* **PROMPT**: Find the line containing "of the bush", then output it and every line after it through the end of the listing below, exactly as written.
— begin —
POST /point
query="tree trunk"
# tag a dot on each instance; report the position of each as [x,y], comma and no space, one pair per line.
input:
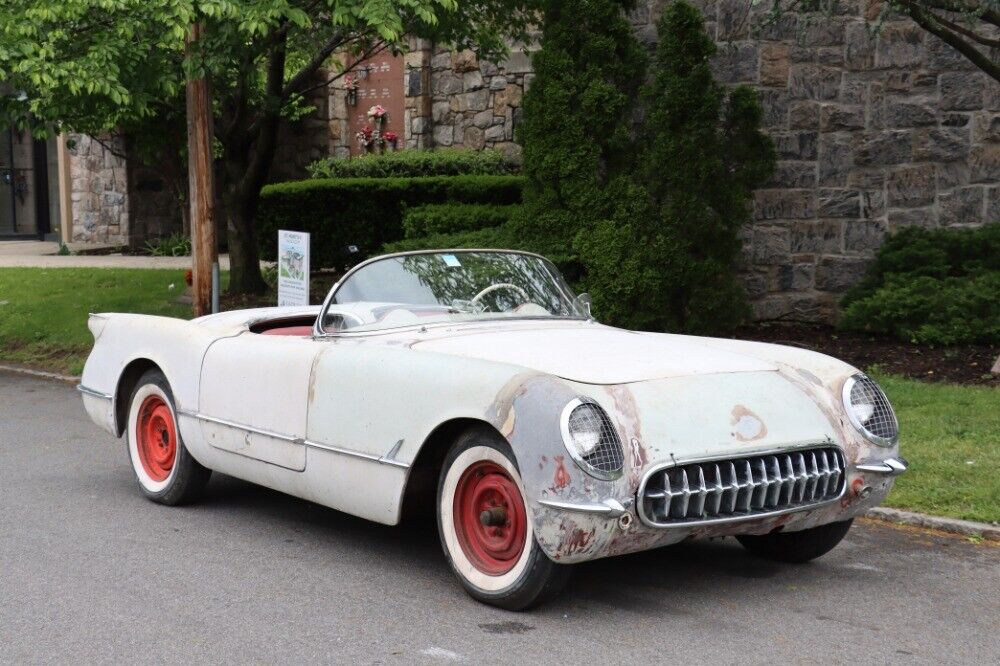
[241,230]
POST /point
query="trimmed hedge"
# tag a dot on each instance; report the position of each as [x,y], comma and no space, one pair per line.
[416,163]
[365,212]
[937,287]
[453,217]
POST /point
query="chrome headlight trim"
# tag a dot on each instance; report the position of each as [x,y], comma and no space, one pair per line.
[580,459]
[856,421]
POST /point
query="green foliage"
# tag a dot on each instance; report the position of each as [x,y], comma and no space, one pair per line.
[120,66]
[646,219]
[454,217]
[939,287]
[414,163]
[576,127]
[174,245]
[702,154]
[366,212]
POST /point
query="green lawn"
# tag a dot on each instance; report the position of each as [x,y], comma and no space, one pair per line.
[950,434]
[951,437]
[43,312]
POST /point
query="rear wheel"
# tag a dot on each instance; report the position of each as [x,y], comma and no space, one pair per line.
[165,470]
[486,528]
[796,547]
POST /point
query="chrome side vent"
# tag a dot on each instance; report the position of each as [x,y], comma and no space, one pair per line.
[734,488]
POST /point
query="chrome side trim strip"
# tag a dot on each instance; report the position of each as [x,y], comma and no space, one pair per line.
[890,466]
[295,440]
[91,392]
[611,508]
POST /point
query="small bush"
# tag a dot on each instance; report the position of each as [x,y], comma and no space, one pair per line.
[451,218]
[415,163]
[937,287]
[174,245]
[365,213]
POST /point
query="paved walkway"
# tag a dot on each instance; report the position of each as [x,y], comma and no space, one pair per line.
[14,254]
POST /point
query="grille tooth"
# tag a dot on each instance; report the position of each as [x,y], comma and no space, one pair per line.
[743,487]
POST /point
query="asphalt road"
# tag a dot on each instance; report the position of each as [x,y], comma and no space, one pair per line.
[91,572]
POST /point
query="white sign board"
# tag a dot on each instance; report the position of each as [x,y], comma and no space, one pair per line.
[293,268]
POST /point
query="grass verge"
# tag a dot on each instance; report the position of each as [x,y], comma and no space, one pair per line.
[951,437]
[43,312]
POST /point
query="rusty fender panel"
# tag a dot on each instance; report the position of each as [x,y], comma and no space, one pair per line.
[529,416]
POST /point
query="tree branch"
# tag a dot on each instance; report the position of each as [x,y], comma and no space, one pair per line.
[954,27]
[929,23]
[375,50]
[961,7]
[302,76]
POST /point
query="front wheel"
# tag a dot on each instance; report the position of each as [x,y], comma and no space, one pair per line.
[166,472]
[486,529]
[796,547]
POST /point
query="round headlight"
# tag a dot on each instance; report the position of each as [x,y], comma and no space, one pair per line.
[592,440]
[870,411]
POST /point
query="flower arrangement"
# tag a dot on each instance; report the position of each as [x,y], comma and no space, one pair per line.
[368,138]
[351,86]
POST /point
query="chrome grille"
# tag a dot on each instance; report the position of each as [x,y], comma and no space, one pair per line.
[742,487]
[865,397]
[607,456]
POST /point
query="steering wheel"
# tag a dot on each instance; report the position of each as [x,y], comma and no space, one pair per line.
[500,285]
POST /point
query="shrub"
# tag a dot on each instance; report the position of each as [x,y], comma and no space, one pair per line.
[453,217]
[939,287]
[365,212]
[415,163]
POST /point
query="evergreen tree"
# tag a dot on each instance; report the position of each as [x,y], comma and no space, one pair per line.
[673,265]
[577,116]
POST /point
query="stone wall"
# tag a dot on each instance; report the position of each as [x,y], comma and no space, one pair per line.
[98,190]
[873,133]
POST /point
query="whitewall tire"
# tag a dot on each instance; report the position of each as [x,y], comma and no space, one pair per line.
[164,469]
[486,529]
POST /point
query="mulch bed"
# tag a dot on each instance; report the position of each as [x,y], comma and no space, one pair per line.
[964,364]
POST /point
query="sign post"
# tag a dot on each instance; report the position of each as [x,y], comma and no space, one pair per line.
[293,268]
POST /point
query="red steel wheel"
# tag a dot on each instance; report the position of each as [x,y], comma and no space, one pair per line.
[490,519]
[156,438]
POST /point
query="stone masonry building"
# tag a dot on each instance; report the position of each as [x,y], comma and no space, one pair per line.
[874,132]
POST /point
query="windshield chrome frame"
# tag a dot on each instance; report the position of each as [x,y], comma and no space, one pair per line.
[318,331]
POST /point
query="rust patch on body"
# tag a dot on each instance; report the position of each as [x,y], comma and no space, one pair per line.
[748,426]
[561,479]
[577,541]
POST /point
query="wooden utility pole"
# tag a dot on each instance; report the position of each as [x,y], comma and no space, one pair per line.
[200,184]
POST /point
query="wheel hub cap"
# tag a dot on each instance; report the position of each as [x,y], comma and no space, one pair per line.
[156,438]
[490,519]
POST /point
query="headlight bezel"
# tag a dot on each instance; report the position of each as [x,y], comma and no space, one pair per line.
[607,428]
[857,422]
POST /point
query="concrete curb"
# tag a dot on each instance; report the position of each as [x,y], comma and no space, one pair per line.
[68,379]
[952,525]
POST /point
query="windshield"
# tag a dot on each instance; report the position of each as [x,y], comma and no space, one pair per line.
[452,286]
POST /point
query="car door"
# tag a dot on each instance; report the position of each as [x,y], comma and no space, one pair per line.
[254,396]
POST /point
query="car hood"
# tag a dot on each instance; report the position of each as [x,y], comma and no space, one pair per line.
[595,354]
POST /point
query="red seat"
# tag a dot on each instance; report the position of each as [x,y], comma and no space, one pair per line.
[300,331]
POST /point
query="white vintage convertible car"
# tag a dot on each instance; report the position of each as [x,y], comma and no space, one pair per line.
[476,382]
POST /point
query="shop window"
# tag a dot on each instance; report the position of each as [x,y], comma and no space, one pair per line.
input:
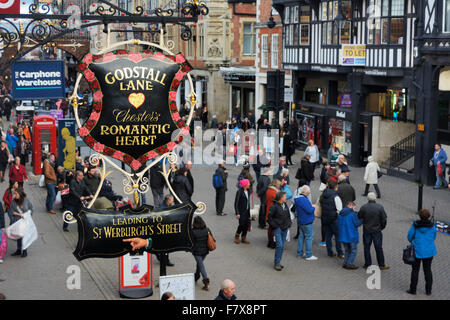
[385,21]
[392,104]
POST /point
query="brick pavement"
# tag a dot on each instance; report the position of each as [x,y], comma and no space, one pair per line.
[42,274]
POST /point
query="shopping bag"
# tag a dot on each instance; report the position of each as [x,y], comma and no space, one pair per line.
[17,230]
[58,199]
[42,181]
[31,234]
[3,245]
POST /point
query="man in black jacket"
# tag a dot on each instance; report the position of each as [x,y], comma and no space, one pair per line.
[374,221]
[220,192]
[261,188]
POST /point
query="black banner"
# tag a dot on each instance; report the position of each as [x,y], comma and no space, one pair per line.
[101,233]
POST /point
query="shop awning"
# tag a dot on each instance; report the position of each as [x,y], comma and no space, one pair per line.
[238,74]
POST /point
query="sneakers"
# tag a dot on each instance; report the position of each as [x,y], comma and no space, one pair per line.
[312,258]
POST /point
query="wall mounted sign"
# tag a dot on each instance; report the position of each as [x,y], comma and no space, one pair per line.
[134,111]
[101,233]
[38,80]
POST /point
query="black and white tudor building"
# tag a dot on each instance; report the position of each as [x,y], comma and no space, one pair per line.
[371,76]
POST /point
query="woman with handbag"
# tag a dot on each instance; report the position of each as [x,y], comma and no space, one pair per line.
[242,210]
[19,206]
[422,235]
[200,249]
[371,176]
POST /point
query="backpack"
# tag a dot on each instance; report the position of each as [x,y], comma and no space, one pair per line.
[217,181]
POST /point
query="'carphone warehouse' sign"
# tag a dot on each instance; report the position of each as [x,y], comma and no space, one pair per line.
[38,80]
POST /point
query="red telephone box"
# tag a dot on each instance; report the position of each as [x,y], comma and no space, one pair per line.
[44,140]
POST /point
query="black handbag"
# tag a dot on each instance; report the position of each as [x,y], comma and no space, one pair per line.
[409,256]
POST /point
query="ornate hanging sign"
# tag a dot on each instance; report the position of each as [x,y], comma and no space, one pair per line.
[101,233]
[134,113]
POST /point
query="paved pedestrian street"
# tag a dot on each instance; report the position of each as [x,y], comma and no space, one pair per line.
[44,273]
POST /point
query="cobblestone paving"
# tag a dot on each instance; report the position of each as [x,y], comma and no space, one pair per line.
[42,275]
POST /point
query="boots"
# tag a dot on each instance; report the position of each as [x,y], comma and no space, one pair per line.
[206,284]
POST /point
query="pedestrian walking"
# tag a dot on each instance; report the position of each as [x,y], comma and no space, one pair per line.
[306,170]
[17,172]
[371,176]
[271,193]
[200,249]
[220,175]
[50,182]
[181,185]
[261,189]
[227,289]
[314,155]
[331,205]
[280,222]
[19,206]
[438,161]
[78,193]
[157,184]
[374,221]
[305,220]
[4,159]
[242,210]
[348,224]
[288,147]
[422,235]
[345,190]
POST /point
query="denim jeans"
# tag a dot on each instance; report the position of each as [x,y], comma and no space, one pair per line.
[51,196]
[377,239]
[280,238]
[330,231]
[306,234]
[351,250]
[200,266]
[440,180]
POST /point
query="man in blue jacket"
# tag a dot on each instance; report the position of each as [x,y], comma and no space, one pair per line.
[348,224]
[439,158]
[305,218]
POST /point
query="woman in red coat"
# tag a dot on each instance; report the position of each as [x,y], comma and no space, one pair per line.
[271,192]
[17,172]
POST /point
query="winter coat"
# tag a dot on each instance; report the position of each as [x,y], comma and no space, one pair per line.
[346,192]
[200,240]
[373,216]
[182,188]
[348,224]
[313,152]
[424,237]
[371,172]
[242,207]
[304,209]
[329,210]
[279,216]
[270,196]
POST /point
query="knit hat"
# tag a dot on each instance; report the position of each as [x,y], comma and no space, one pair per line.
[243,183]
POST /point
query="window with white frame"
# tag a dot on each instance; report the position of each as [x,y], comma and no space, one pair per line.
[264,51]
[249,39]
[446,15]
[274,52]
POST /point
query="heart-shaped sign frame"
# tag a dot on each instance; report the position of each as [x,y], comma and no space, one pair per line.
[91,122]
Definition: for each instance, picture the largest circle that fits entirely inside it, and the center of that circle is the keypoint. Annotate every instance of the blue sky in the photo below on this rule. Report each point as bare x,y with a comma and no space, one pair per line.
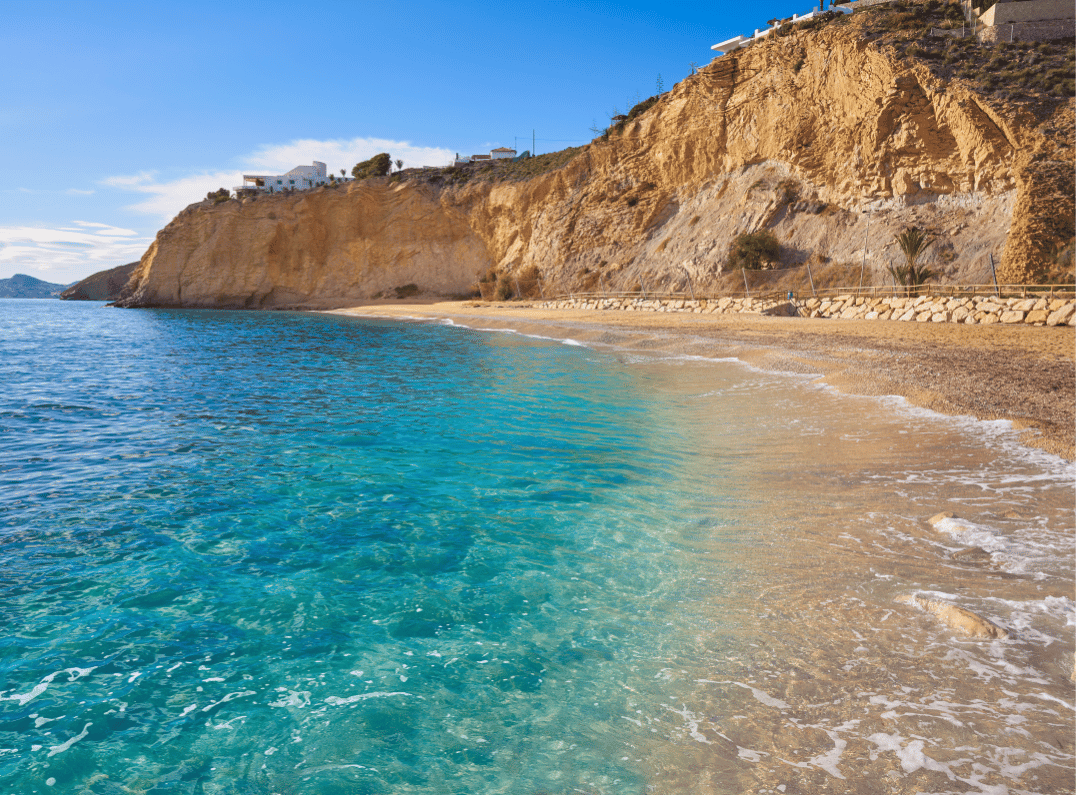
116,115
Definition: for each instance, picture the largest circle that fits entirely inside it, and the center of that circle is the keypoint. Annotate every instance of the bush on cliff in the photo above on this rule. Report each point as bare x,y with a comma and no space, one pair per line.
753,251
377,166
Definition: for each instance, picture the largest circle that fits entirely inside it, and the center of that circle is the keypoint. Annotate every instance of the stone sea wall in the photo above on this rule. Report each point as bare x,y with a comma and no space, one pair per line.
972,310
— end —
* **FULL ANSWER**:
Definition: for each instance, picture the largest circle that fits entirely inside it, and the center of that circle is the keypoint. Annotate every instance of the bush on cliff in the photo above on this rule. Report each point as bare x,y with a comma and no space, one pair per line.
753,251
377,166
Definition: for each instance, picture the largest circle that fits entirely inside it, and the center of that circle is the keypoint. Annotate every instance of the stone sea wall in the photo above on this rule. Report each point as bare x,y with a comma and no space, one pair per line.
972,310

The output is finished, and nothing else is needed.